I have a data frame that contains survey responses by country.
country=['Country A','Country A','Country A','Country B','Country B','Country B']
responses=['Agree','Neutral','Disagree','Agree','Neutral','Disagree']
num_respondents=[10,50,30,58,24,23]
example_df = pd.DataFrame({"Country": country, "Response": responses, "Count": num_respondents})
For each country, I want to compute the fraction (#Agree-#Disagree)/(Total Respondents). Is there a clean way to do this using groupby or another pandas function?
CodePudding user response:
Maybe it helps:
example_df.groupby('Country').apply(lambda x: (sum(x['Count'][x['Response'] == 'Agree'])
- sum(x['Count'][x['Response'] == 'Disagree']))
/sum(x['Count']))
CodePudding user response:
You could create a custom function and include your logic there:
import pandas as pd
def custom_agg(grp: pd.DataFrame) -> float:
"""Calculate the difference of agreement and disagreements in a group of responses.
Parameters
----------
grp : pd.DataFrame
A pandas DataFrame containing at least two columns: 'Response' and 'Count'.
Returns
-------
float
The diference between 'Agree' and 'Disagree' responses,
relative to the total number of responses,
calculated as: (total_agree - total_disagree) / total_count
Examples
--------
>>> country = ["Country A", "Country A", "Country A", "Country B",
... "Country B", "Country B"]
>>> responses = ["Agree", "Neutral", "Disagree", "Agree", "Neutral",
... "Disagree"]
>>> num_respondents = [10, 50, 30, 58, 24, 23]
>>> example_df = pd.DataFrame({"Country": country, "Response": responses,
... "Count": num_respondents})
>>> example_df.groupby("Country").apply(lambda grp: custom_agg(grp))
"""
total_agree = grp[grp["Response"] == "Agree"]["Count"].sum()
total_disagree = grp[grp["Response"] == "Disagree"]["Count"].sum()
total_count = grp["Count"].sum()
return (total_agree - total_disagree) / total_count
example_df.groupby("Country").apply(lambda grp: custom_agg(grp))
# Returns:
#
# Country
# Country A -0.222222
# Country B 0.333333
# dtype: float64
Defining a custom function is especially useful when you have to define complex logic to use inside group by/aggregate
scenarios.

* [Requirement 1]
Answer these questions about the pandas thread:
(a) How many respondents in Country A gave the response "Neutral"?
(b) What value does the custom function return for Country B?
(c) Which two columns must the DataFrame passed to custom_agg contain at a minimum?

Excerpts from a dataset on pointing at objects
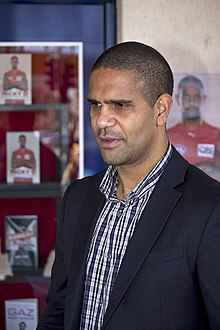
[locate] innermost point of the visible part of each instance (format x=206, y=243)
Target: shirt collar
x=108, y=185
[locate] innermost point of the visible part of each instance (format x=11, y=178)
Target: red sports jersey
x=23, y=173
x=16, y=89
x=197, y=146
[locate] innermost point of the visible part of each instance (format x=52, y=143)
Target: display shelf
x=47, y=189
x=33, y=107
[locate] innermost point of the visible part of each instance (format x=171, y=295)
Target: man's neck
x=129, y=176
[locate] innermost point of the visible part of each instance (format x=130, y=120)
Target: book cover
x=16, y=84
x=21, y=314
x=21, y=240
x=23, y=157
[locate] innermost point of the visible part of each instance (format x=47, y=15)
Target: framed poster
x=21, y=240
x=194, y=122
x=51, y=75
x=23, y=157
x=15, y=73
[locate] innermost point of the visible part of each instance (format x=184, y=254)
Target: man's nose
x=105, y=118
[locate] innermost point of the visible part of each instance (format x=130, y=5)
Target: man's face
x=123, y=123
x=191, y=100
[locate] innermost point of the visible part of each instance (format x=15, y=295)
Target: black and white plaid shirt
x=114, y=229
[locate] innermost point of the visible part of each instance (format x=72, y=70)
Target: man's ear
x=163, y=106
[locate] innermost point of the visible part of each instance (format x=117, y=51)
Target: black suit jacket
x=170, y=274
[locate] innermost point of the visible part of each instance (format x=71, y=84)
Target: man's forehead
x=191, y=89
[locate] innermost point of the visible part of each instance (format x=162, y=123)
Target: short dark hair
x=147, y=64
x=14, y=57
x=190, y=80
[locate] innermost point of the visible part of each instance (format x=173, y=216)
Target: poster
x=15, y=79
x=23, y=157
x=21, y=240
x=194, y=123
x=21, y=314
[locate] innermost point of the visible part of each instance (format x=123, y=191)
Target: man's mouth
x=109, y=142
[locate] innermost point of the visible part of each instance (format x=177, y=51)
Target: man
x=23, y=162
x=15, y=84
x=138, y=244
x=194, y=138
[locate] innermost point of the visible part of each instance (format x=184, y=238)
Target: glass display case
x=41, y=152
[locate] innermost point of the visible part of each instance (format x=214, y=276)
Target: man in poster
x=15, y=85
x=193, y=137
x=23, y=162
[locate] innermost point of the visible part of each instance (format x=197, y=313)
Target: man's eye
x=120, y=105
x=94, y=105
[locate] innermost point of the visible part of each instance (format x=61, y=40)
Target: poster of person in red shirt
x=194, y=126
x=15, y=73
x=23, y=157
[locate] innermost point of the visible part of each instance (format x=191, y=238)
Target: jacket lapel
x=87, y=220
x=151, y=223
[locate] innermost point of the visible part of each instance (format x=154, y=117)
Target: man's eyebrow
x=112, y=101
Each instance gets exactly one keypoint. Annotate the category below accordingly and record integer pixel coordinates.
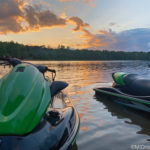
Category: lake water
(104, 125)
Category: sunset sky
(92, 24)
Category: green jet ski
(28, 118)
(131, 90)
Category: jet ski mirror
(57, 86)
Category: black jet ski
(131, 90)
(30, 118)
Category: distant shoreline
(26, 52)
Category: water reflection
(135, 117)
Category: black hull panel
(136, 102)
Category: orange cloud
(80, 25)
(86, 1)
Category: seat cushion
(137, 84)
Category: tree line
(12, 49)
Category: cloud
(128, 40)
(80, 25)
(90, 2)
(20, 16)
(43, 18)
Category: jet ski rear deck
(121, 94)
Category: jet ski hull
(136, 102)
(57, 130)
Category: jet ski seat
(137, 84)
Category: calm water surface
(104, 125)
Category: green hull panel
(24, 98)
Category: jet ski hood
(24, 99)
(118, 77)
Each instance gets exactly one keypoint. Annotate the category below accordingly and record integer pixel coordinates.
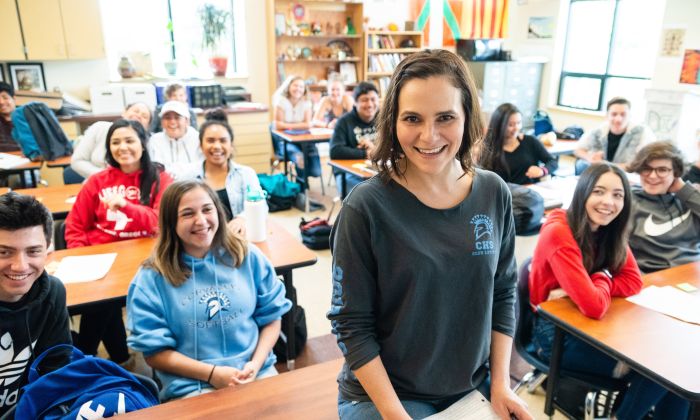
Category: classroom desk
(300, 140)
(310, 393)
(356, 167)
(562, 147)
(54, 198)
(661, 348)
(30, 166)
(284, 251)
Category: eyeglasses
(661, 171)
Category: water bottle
(255, 208)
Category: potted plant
(215, 24)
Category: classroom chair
(601, 393)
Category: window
(610, 51)
(142, 30)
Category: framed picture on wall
(27, 76)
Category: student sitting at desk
(333, 106)
(426, 248)
(229, 179)
(583, 253)
(514, 156)
(177, 146)
(293, 112)
(206, 308)
(33, 314)
(173, 92)
(7, 107)
(89, 155)
(665, 225)
(118, 203)
(355, 132)
(617, 140)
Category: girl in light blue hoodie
(206, 308)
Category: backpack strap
(34, 374)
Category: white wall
(76, 77)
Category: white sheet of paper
(320, 131)
(670, 301)
(472, 406)
(84, 267)
(8, 161)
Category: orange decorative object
(218, 65)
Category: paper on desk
(84, 267)
(8, 161)
(670, 301)
(320, 131)
(472, 406)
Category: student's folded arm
(503, 312)
(82, 216)
(146, 216)
(590, 293)
(339, 148)
(354, 272)
(271, 302)
(628, 280)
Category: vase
(126, 68)
(218, 65)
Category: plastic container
(255, 208)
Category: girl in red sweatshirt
(583, 253)
(118, 203)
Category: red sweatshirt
(558, 263)
(90, 223)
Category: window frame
(602, 77)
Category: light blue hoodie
(214, 317)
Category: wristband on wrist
(211, 374)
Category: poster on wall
(672, 42)
(690, 73)
(540, 27)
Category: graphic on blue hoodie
(214, 317)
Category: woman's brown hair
(423, 65)
(167, 256)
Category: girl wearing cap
(177, 145)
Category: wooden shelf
(379, 73)
(393, 50)
(323, 36)
(320, 60)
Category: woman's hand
(508, 405)
(535, 172)
(247, 374)
(237, 225)
(114, 202)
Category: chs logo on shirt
(483, 235)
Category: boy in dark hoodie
(33, 313)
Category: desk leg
(554, 365)
(289, 325)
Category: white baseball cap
(177, 107)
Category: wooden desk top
(284, 251)
(61, 162)
(562, 147)
(348, 165)
(303, 138)
(658, 346)
(308, 393)
(54, 198)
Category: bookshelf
(384, 50)
(310, 39)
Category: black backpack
(528, 209)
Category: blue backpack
(86, 388)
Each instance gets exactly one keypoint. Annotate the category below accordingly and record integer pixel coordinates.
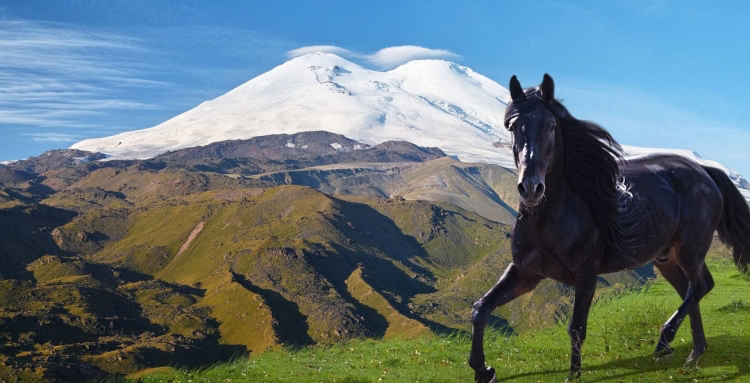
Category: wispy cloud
(386, 58)
(52, 75)
(53, 137)
(639, 118)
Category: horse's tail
(734, 227)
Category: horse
(584, 210)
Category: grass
(622, 334)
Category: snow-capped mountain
(431, 103)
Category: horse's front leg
(585, 288)
(512, 284)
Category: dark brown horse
(584, 211)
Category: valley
(200, 255)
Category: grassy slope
(622, 332)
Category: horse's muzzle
(531, 191)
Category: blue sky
(655, 73)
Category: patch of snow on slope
(426, 102)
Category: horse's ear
(548, 88)
(516, 92)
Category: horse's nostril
(521, 190)
(539, 189)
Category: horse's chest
(555, 249)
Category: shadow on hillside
(26, 235)
(290, 324)
(368, 229)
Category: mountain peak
(433, 103)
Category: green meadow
(623, 329)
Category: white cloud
(52, 75)
(386, 58)
(321, 48)
(392, 57)
(53, 137)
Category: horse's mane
(592, 160)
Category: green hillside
(111, 268)
(623, 329)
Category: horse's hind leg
(585, 288)
(511, 285)
(692, 280)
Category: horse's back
(680, 202)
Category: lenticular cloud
(386, 58)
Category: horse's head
(533, 128)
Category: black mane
(592, 160)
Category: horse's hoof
(664, 356)
(692, 361)
(485, 375)
(663, 353)
(573, 377)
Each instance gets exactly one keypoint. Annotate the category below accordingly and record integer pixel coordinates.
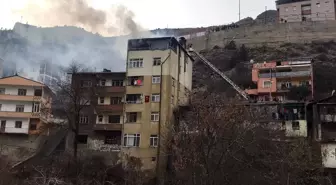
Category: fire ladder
(235, 86)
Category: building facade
(24, 105)
(158, 79)
(102, 112)
(275, 79)
(305, 10)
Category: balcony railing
(285, 74)
(109, 108)
(107, 126)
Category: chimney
(183, 42)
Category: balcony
(107, 127)
(19, 115)
(110, 89)
(9, 97)
(286, 74)
(109, 108)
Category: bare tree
(221, 142)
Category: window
(135, 63)
(115, 100)
(36, 107)
(117, 83)
(38, 92)
(22, 92)
(18, 124)
(173, 82)
(100, 118)
(114, 119)
(102, 82)
(153, 140)
(296, 125)
(86, 83)
(111, 140)
(155, 97)
(19, 108)
(132, 117)
(32, 126)
(267, 84)
(156, 61)
(83, 119)
(131, 140)
(82, 139)
(155, 116)
(156, 79)
(3, 124)
(101, 100)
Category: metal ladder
(235, 86)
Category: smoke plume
(25, 47)
(114, 21)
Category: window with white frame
(83, 119)
(102, 82)
(156, 79)
(155, 116)
(135, 63)
(296, 125)
(36, 107)
(157, 61)
(267, 84)
(131, 140)
(153, 140)
(101, 100)
(155, 97)
(19, 108)
(100, 118)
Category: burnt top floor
(280, 2)
(159, 43)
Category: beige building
(305, 10)
(158, 79)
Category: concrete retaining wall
(272, 34)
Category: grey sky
(153, 14)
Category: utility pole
(265, 14)
(239, 10)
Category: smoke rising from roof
(27, 46)
(114, 21)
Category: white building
(24, 104)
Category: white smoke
(64, 44)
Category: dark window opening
(114, 119)
(82, 139)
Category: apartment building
(24, 105)
(274, 79)
(158, 79)
(305, 10)
(101, 118)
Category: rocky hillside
(236, 64)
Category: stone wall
(271, 34)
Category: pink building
(274, 79)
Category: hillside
(237, 65)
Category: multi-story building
(305, 10)
(275, 79)
(24, 105)
(102, 113)
(158, 79)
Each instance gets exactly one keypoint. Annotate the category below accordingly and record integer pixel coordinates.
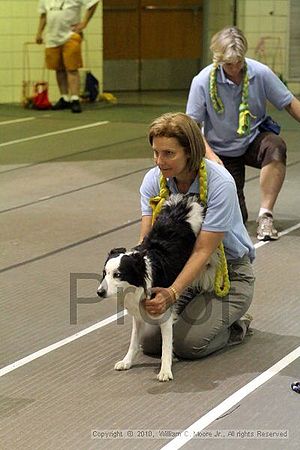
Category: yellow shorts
(67, 56)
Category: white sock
(263, 211)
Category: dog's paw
(165, 375)
(122, 365)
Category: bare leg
(271, 180)
(62, 81)
(165, 373)
(73, 82)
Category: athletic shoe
(266, 230)
(75, 106)
(61, 104)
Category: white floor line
(56, 345)
(8, 122)
(52, 133)
(231, 401)
(96, 326)
(237, 396)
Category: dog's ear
(116, 251)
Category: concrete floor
(69, 193)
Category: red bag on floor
(40, 99)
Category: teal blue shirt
(220, 130)
(223, 212)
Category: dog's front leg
(134, 347)
(165, 373)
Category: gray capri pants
(207, 323)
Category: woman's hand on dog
(160, 303)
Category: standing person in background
(229, 98)
(63, 44)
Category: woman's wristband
(174, 293)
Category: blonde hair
(181, 127)
(229, 46)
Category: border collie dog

* [Requirement 2] How many lines of the records contain the string "wooden"? Reply with the number alone.

* [Correct answer 1]
(a) 50
(b) 0.333333
(c) 'Response' and 'Count'

* [Correct answer 2] 2